*** EXTRACTED TEXT Section Begins ***
More And Better
Professor Teresa Paiva in Jornal I
Professor Teresa Paiva: ‘There are people in their 30s sleeping in their parents’ bed.’
Professor Teresa Paiva has granted an extensive interview to Jornal I, of which we publish a small extract with a link to the complete text (by Marta F. Reis) on the webpage of the newspaper.
How did your interest in this area begin?
I was a neurologist at Santa Maria Hospital (Lisbon) and in the early 80s there was some new equipment to monitor patients in a coma. As it was heavy and on one of the first occasions I took it to the intensive care unit I developed sciatica, I stopped using it. It just so happened that I needed this equipment later for two patients in my care, one who entered respiratory arrest and the other who suffered from drowsiness. I went back to the machines and found they had sleep apnoea (OSA). After that, I specialised.
Was it by mere chance then?
Yes, and it’s good it was. Things are more beautiful when they just happen. Sleep became my passion. We spend a third of our lives sleeping and during that time we carry out functions, which are essential to our survival. Sleep results from years and years of biological refinement so it is not insignificant.
*** EXTRACTED TEXT Section Ends ***
Please answer these questions about the interview extract, one answer per line:
1. At which hospital was Teresa Paiva working as a neurologist?
2. What did she find the two patients had when she went back to the machines?
3. How much of our lives does she say we spend sleeping?
The listing plays no part in this work and can be ignored.
*** COLLECTED MATERIAL Section Begins ***
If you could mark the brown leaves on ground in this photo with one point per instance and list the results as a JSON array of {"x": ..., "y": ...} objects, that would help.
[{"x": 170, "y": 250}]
*** COLLECTED MATERIAL Section Ends ***
#### ANSWER FOR THE TASK:
1. Santa Maria Hospital (Lisbon)
2. Sleep apnoea (OSA)
3. A third